### Dataset
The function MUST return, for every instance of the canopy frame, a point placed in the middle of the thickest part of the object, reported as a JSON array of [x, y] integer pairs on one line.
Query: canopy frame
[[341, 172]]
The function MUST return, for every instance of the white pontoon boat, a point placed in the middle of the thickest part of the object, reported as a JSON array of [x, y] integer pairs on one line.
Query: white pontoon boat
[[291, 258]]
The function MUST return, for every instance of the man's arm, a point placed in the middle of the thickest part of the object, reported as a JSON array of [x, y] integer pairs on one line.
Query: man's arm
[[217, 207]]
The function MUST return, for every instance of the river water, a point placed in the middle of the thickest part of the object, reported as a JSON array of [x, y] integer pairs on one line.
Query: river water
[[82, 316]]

### Instructions for the task
Render all of the entries above as a two-column CSV with the header row request,answer and one row per entry. Put each entry's text in the request field and its answer in the answer field, enclosing every field in double quotes and replacing line breaks with spaces.

### Solution to this exercise
request,answer
"The function MUST return, for every instance of the canopy frame, a point placed in the middle of the thickest part of the object, reported as a JSON array of [x, y] integer pairs on one line. Query: canopy frame","[[341, 172]]"
"The function MUST return, for every instance of the white pontoon boat, a point placed in the middle of the thickest part of the object, reported as a JSON array of [x, y] integer pairs on one line. Query: white pontoon boat","[[291, 258]]"
"The function MUST return, for every instance of the man's arm, a point placed in the middle of the thickest part of the object, reported as a JSON array of [x, y] integer pairs on one line. Query: man's arm","[[217, 207]]"
"The function MUST return, for every instance of the river water, a point placed in the middle of the thickest part of the object, reported as a JSON array of [x, y] integer pairs on one line. Query: river water","[[82, 316]]"